>> Begin RECORDS FOR THE TASK

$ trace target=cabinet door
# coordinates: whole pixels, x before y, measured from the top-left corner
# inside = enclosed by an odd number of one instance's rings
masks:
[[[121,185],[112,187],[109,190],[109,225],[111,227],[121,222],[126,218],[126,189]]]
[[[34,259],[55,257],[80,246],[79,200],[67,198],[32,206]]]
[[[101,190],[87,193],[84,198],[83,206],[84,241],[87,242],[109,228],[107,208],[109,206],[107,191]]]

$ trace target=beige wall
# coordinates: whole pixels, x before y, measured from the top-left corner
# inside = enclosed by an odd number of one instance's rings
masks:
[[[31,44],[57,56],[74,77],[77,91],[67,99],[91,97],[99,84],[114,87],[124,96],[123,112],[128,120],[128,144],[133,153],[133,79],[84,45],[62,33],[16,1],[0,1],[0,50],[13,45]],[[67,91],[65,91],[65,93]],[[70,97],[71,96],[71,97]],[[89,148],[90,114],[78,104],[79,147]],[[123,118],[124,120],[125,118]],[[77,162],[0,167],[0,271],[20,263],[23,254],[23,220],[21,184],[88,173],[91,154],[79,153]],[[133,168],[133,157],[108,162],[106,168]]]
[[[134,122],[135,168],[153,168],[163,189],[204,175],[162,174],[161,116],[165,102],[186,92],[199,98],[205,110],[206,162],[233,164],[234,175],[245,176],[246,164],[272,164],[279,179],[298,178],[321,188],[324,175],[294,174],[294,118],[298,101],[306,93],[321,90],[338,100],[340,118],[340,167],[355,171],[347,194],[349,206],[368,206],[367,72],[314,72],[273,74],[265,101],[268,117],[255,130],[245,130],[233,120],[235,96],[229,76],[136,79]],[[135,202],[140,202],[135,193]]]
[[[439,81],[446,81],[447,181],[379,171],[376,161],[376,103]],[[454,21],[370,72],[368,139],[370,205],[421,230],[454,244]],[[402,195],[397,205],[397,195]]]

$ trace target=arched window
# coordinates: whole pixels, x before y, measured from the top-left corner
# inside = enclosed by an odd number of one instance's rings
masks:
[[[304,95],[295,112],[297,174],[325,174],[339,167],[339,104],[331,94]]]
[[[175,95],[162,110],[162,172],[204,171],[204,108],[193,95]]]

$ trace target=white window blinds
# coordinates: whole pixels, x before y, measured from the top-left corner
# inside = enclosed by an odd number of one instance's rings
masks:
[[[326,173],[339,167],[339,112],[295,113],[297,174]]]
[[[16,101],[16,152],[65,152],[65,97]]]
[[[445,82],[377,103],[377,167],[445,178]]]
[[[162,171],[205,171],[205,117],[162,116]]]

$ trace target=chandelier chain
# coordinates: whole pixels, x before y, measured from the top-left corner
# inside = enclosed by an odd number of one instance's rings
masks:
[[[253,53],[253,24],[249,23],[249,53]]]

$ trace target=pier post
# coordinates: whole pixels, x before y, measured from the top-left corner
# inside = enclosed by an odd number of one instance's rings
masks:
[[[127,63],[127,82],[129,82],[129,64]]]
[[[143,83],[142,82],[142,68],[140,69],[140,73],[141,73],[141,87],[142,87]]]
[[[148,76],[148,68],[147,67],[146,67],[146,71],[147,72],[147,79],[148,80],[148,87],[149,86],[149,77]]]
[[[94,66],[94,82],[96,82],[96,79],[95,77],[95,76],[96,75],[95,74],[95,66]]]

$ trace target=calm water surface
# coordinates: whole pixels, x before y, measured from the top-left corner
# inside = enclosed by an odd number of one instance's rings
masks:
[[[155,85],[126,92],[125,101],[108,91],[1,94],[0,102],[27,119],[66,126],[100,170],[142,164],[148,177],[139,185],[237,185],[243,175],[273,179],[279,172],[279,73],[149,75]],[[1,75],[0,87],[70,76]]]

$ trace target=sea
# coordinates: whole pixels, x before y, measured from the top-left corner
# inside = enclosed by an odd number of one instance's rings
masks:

>> End RECORDS FOR THE TASK

Edit the items starting at the line that contains "target=white window blinds" and ending at the line that contains "[[[162,171],[205,171],[205,117],[162,116]]]", changing "top-left corner" to "upper-left corner" and leaving all else unchanged. Return only those lines.

• [FINAL RESULT]
$ trace target=white window blinds
# coordinates: whole pixels, x before y, measured from the upper-left corner
# inside = enclosed by an odd number of one instance's rings
masks:
[[[326,173],[339,167],[339,112],[295,113],[297,174]]]
[[[16,101],[16,152],[65,152],[65,97]]]
[[[445,82],[377,103],[377,167],[445,178]]]
[[[162,171],[205,171],[205,117],[162,116]]]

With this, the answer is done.